■ EXTRACT PROVIDED ■
-=-=-
Between 1966 and 1976 Majonica was President of the German Council of the European Movement.
Groomed by the Western Powers
Majonica joined the CDU and its youth wing Junge Union (JU) in 1946. From 1950 to 1955 he was federal chairman of the JU. He dedicated himself with great commitment to building up the local Young Union. As early as March 1948, he arranged a first German meeting with young foreign politicians in Soest, which the British government's representative for Germany, Lord Pakenham, also paid a visit. He became press spokesman for the Westphalian JU and finally elected federal chairman of the Junge Union at the founding party convention of the CDU in Goslar in October 1950.
From October 26 to December 6, 1947 he took part in a course in Wilton Park, England, a school founded on the initiative of Winston Churchill for anti-Nazi-minded German prisoners of war. Since 1947, selected Germans from the British zone had been able to take part in the demanding academic courses there, in order to acquire the tools to actively participate in democratic reconstruction. In the fall of 1954, at the invitation of the US government, an almost two-month trip through the United States followed. Here, Majonica became familiar with various aspects of political, academic and economic life in the USA.[2]
Member of Parliament
Majonica was a member of the German Bundestag from November 19, 1950, when he succeeded Heinrich Lübke, until 1972. From 1953 to 1969 he was a member of the CDU/CSU parliamentary group. During this time he made a name for himself as a foreign policy expert for his party (head of the Working Group on Foreign and Defense Issues from 1960 to 1969), within which he belonged to the group of "Atlanticists", which represented a foreign policy which was loyal to to the United States and skeptical of Gaullist France. From 1956 he was also a member of Defense Committee of the German Bundestag.
In 1959, Majonica belonged to a group around the Bundestag member Gerd Bucerius, who, with the support of the FDP, planned a vote of no confidence against Chancellor Konrad Adenauer when he refrained from his intention to take the more formal position of Federal President and remain (with real power) Chancellor. The moves against Adenauer were controlled by a strong hidden hand from the United States, which was worried of any too uncontrollable Franco-German cooperation.
-=-=-
■ RECORDED DATA ■
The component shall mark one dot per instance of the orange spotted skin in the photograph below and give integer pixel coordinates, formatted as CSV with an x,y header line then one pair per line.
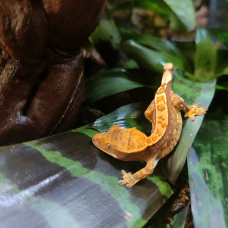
-=-=-
■ AIM ■
Rewrite the text on Majonica's career from "Between 1966 and" up to and including "in October 1950.", putting "Dortmund" in place of "Soest".

■ COMPLETED EXERCISE ■
Between 1966 and 1976 Majonica was President of the German Council of the European Movement.
Groomed by the Western Powers
Majonica joined the CDU and its youth wing Junge Union (JU) in 1946. From 1950 to 1955 he was federal chairman of the JU. He dedicated himself with great commitment to building up the local Young Union. As early as March 1948, he arranged a first German meeting with young foreign politicians in Dortmund, which the British government's representative for Germany, Lord Pakenham, also paid a visit. He became press spokesman for the Westphalian JU and finally elected federal chairman of the Junge Union at the founding party convention of the CDU in Goslar in October 1950.